▸ OPDRACHT 1:
Stemmen de uitspraken (a), (b) en (c) overeen met het tekstfragment? Beantwoord elke uitspraak met ja of nee en citeer de woorden uit het tekstfragment die de doorslag geven.
(a) Saskia Duijs is onderzoeker bij het Amsterdam UMC.
(b) Het proefschrift van Duijs gaat over ziekenhuispersoneel.
(c) Volgens Duijs is de situatie in de ouderenzorg beter dan in de ziekenhuizen.

Toen het ziekenhuispersoneel eerder deze maand demonstreerde voor een hoger loon, volgde gezondheidswetenschapper Saskia Duijs de staking op de voet. Overal in het nieuws verschenen berichten over het aantal ziekenhuismedewerkers dat rond de armoedegrens leeft.
Duijs is onderzoeker bij het Amsterdam UMC. Diezelfde week verdedigde ze haar proefschrift over zorgprofessionals in de ouderenzorg, en ze vond het ‘fantastisch hoe politiek het ziekenhuispersoneel het maakt. Ze schuiven hun bestaansonzekerheid prominent naar voren.’ In de ouderenzorg, wist ze, ‘is het zo mogelijk nóg slechter gesteld’.

▸ OPDRACHT 2: Bepaal in hoeveel regels van de rijen hieronder het woord "each" voorkomt, waarbij hoofdletters en kleine letters tellen. Geef alleen het aantal.

▸ GEGEVEN RIJEN:
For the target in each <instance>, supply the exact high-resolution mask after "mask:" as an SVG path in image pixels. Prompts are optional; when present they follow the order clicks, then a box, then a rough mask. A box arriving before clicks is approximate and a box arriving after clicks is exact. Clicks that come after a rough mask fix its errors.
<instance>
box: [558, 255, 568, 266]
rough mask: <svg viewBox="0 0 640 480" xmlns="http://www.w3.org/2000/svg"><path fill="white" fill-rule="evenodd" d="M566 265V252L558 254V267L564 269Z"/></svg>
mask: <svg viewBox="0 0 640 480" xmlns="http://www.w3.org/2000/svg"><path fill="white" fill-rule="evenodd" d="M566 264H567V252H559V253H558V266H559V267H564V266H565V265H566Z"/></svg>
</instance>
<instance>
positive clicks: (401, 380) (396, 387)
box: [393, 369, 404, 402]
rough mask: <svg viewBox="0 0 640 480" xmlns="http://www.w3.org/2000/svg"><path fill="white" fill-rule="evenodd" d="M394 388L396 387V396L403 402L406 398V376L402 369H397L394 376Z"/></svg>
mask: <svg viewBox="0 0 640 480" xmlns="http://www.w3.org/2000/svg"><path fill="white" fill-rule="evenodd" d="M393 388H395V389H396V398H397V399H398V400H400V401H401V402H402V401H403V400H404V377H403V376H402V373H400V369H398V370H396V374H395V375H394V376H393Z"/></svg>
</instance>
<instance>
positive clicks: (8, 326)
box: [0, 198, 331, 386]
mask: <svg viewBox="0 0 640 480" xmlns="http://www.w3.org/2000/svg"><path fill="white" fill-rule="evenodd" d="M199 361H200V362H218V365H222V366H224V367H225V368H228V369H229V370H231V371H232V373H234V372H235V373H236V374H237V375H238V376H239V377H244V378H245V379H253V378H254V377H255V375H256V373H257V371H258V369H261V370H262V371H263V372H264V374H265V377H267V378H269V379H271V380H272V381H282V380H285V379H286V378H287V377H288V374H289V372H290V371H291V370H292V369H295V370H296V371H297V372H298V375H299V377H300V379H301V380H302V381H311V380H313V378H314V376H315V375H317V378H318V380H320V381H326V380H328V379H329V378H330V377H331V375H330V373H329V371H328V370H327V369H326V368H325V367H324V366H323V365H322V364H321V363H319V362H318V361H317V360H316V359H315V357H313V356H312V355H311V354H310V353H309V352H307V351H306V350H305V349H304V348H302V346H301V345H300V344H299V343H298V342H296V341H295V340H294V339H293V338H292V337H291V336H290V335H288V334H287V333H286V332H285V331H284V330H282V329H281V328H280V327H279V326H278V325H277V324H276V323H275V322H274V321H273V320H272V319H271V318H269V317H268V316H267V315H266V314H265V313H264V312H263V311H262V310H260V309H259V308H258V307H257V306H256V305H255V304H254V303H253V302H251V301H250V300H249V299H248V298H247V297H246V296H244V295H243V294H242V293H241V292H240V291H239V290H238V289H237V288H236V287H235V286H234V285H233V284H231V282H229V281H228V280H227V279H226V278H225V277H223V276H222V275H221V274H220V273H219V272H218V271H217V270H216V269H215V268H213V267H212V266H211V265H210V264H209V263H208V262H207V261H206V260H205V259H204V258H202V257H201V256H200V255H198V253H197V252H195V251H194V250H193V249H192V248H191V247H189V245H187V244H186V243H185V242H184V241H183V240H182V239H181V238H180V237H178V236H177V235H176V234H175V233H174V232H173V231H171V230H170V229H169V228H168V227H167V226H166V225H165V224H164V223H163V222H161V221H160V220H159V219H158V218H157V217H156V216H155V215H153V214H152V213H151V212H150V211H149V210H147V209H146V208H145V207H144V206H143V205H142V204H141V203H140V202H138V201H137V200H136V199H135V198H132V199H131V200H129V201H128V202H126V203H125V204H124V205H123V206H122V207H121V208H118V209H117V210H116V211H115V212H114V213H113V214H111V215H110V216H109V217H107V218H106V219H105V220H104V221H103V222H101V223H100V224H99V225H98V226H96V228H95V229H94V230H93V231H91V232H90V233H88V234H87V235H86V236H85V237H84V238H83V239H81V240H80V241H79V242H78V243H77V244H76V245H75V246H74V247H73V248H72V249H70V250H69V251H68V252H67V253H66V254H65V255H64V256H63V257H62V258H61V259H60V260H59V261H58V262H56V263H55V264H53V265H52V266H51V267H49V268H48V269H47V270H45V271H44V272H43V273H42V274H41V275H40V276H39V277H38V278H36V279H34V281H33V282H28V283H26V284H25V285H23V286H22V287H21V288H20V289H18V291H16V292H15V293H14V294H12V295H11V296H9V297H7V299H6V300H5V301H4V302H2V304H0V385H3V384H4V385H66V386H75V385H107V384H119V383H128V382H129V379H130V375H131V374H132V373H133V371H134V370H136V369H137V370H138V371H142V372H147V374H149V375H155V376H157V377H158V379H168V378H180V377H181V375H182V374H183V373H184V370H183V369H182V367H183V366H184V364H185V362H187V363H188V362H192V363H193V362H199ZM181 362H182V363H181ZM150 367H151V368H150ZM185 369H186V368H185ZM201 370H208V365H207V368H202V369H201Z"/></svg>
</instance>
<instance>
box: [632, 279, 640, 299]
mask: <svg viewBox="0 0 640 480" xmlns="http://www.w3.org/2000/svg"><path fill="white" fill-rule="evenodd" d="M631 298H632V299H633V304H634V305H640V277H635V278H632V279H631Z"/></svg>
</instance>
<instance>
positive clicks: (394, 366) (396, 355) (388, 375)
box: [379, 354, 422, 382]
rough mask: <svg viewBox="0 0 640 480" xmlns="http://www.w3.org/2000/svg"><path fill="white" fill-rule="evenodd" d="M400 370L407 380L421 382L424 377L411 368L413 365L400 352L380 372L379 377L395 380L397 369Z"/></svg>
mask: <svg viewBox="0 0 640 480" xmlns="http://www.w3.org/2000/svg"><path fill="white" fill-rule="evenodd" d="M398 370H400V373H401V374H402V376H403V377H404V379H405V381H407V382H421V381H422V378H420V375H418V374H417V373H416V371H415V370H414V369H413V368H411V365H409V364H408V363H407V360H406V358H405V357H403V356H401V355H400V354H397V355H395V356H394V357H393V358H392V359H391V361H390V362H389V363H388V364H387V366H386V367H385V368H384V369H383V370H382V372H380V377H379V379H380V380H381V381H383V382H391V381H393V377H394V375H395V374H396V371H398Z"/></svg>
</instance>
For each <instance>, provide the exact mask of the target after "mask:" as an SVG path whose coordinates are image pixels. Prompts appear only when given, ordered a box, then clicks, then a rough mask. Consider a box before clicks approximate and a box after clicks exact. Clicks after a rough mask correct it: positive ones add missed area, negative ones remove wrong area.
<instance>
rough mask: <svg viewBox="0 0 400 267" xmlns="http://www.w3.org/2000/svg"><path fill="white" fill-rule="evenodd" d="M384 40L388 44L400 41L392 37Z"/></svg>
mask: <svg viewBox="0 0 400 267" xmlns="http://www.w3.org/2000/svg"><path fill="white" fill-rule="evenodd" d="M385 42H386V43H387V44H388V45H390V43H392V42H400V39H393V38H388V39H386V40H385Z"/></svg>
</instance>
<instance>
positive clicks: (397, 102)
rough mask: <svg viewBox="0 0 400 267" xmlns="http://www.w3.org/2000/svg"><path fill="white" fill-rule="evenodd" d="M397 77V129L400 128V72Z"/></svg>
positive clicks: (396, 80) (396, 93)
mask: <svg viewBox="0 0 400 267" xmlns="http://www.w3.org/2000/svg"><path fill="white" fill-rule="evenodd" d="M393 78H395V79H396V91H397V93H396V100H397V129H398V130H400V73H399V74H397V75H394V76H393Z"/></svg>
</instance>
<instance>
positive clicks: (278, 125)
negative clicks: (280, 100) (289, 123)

▸ UITWERKING 1:
(a) Ja: "Duijs is onderzoeker bij het Amsterdam UMC."
(b) Nee: "haar proefschrift over zorgprofessionals in de ouderenzorg"
(c) Nee: "is het zo mogelijk nóg slechter gesteld"

▸ UITWERKING 2: 2